===== 本文 =====

20年の長きにわたって低迷を続けている日本経済の回復は、日本企業の復活なくして達成できない。しかし、日本企業は、新興国企業の追い上げによって、競争力を失ってきている。こうした日本企業の抱える問題は多いが、その最大のものは、コーポレートガバナンスの問題である。本稿では「空気」という概念を用いて、コーポレートガバナンスの問題を考察した。創業経営者企業を除き、多くの日本企業の取締役会は、経営者のリーダーシップではなく、「空気」によって支配されていると考えられる。「空気」は、長い期間をかけて、企業内で共有された価値観や、従業員のコンセンサスによって醸成される。「空気」は、変化を嫌い、事業再編などといった大胆な改革を妨害する。経営者が、もし、こうした改革を本気で着手しようとすれば、企業内に充満した「空気」が、経営者さえも追放してしまう。現在の日本企業の低迷は、経営者が、事業の再編等、本当に自社の企業価値を向上させる戦略を、「空気」の呪縛によって、実行できないことにある。
 日本企業の経営者が、この「空気」の支配から脱し、自由な経営を行うことが、日本企業再生のカギとなる。そして、この「空気」の支配を弱める方法として、従来から指摘されている、独立社外取締役の導入及び増員、ダイバーシティの促進、業績連動型報酬の導入、指名委員会の設置といった、コーポレートガバナンスの強化が、実は、最も効果的である。日本企業におけるコーポレートガバナンスの強化とは、経営者を束縛するものではなく、逆に、経営者に経営の自由を与えるものであると考える。

日本企業におけるコーポレートガバナンスの問題と「空気」

=====

● **実施する課題**
次の各記述が本文の内容と一致するかを「はい」か「いいえ」で答え、判断の決め手となる本文の語句をそのまま引用せよ。
1. 「空気」は変化を好み、事業再編のような大胆な改革を後押しする。
2. コーポレートガバナンスの強化は、経営者に経営の自由を与えるものだとされている。
3. 創業経営者企業を含むすべての日本企業の取締役会が「空気」に支配されていると述べられている。

===== データ記録 =====

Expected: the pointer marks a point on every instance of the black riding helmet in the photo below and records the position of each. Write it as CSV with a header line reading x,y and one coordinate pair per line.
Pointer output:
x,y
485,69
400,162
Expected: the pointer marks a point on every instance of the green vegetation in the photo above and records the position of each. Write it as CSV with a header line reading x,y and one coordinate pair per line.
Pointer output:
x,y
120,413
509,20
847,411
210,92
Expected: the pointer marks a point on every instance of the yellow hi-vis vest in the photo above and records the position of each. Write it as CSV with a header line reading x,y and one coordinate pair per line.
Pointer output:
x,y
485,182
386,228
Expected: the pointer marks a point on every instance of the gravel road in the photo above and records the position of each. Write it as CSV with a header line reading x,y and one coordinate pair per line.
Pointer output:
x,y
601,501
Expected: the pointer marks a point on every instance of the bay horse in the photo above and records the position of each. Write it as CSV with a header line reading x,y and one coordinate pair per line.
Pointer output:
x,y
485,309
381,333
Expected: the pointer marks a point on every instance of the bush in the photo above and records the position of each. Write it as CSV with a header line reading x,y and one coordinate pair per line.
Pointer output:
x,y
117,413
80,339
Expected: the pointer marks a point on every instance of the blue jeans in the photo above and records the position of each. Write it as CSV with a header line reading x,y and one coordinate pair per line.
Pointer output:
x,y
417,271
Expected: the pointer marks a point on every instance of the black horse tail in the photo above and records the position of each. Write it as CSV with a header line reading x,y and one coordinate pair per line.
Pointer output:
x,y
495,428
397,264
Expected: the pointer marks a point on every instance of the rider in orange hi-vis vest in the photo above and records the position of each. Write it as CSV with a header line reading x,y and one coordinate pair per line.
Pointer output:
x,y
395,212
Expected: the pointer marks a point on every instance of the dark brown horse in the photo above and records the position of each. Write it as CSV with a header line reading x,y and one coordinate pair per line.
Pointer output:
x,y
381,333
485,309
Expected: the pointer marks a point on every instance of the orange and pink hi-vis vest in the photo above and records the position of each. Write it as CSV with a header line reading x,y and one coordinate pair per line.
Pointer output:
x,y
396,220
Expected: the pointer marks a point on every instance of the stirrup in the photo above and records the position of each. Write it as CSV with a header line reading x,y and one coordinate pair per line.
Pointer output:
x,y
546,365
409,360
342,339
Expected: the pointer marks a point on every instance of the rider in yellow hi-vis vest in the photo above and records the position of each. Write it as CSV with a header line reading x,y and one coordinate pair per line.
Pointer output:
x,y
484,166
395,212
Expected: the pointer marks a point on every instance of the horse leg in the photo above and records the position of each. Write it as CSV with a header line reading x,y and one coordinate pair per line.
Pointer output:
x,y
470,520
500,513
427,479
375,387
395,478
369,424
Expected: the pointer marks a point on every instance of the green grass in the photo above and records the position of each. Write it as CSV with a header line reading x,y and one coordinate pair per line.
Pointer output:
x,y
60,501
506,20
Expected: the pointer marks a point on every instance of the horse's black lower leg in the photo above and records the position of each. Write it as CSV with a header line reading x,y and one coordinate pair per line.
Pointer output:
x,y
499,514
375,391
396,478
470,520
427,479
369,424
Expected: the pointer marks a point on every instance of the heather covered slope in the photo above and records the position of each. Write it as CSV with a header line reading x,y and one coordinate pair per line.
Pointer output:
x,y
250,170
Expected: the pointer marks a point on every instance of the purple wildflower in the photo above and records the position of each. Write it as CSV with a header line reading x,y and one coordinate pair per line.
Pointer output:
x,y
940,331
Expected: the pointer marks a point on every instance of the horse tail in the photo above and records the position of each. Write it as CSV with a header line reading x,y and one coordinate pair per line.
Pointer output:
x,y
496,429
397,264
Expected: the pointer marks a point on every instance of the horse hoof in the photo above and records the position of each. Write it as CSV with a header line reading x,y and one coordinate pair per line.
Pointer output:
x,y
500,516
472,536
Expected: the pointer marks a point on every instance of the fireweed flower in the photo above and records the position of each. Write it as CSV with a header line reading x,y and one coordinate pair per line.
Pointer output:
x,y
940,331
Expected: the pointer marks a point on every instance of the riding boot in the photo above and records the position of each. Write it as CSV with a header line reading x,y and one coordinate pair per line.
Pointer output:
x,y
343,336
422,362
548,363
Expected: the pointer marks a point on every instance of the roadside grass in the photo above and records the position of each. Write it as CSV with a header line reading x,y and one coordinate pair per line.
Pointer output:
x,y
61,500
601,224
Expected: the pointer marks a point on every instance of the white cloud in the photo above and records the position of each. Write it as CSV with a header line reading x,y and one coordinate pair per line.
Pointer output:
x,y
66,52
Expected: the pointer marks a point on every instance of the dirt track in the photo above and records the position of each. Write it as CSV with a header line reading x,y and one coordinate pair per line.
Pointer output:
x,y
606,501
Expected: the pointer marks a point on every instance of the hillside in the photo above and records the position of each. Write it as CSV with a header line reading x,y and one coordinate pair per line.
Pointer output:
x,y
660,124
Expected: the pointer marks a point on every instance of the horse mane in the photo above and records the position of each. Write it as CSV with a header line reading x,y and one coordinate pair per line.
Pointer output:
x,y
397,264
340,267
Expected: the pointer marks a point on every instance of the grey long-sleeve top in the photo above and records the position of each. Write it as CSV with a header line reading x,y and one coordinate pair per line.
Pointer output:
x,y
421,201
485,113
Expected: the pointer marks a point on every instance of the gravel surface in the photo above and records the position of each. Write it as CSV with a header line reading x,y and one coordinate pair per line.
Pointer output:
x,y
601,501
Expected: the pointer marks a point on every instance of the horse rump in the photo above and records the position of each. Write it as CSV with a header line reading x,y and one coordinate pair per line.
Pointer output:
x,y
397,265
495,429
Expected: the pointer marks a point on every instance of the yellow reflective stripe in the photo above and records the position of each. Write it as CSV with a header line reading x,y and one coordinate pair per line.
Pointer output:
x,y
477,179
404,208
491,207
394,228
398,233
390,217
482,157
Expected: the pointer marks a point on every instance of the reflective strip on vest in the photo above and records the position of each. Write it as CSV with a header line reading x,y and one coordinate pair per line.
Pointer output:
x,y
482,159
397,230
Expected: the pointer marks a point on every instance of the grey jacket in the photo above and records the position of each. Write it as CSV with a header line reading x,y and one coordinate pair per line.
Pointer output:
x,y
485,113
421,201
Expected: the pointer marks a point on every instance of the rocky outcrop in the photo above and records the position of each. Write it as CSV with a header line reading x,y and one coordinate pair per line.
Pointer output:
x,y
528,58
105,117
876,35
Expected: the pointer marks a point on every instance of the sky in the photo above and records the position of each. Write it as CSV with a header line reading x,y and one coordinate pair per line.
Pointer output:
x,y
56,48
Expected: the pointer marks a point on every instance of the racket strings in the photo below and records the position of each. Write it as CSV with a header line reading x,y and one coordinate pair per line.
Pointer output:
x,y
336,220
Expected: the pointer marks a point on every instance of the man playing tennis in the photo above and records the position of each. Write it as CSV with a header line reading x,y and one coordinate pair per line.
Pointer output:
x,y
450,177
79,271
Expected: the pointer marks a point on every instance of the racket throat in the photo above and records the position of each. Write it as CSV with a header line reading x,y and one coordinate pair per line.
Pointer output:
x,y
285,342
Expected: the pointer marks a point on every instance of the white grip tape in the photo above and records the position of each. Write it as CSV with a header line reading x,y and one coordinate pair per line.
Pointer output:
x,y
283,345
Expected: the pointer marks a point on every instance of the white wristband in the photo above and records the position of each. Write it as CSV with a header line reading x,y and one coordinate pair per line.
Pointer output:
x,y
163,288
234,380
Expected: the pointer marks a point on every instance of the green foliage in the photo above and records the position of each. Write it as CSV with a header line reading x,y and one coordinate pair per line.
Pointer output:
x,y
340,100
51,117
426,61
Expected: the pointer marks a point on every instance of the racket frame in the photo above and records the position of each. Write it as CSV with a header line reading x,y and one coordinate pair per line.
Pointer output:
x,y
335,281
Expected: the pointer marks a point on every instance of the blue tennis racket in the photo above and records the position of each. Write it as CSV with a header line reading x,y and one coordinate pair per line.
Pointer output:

=====

● **回答**
1. いいえ。『「空気」は、変化を嫌い、事業再編などといった大胆な改革を妨害する。』
2. はい。『日本企業におけるコーポレートガバナンスの強化とは、経営者を束縛するものではなく、逆に、経営者に経営の自由を与えるものであると考える。』
3. いいえ。『創業経営者企業を除き、多くの日本企業の取締役会は、経営者のリーダーシップではなく、「空気」によって支配されていると考えられる。』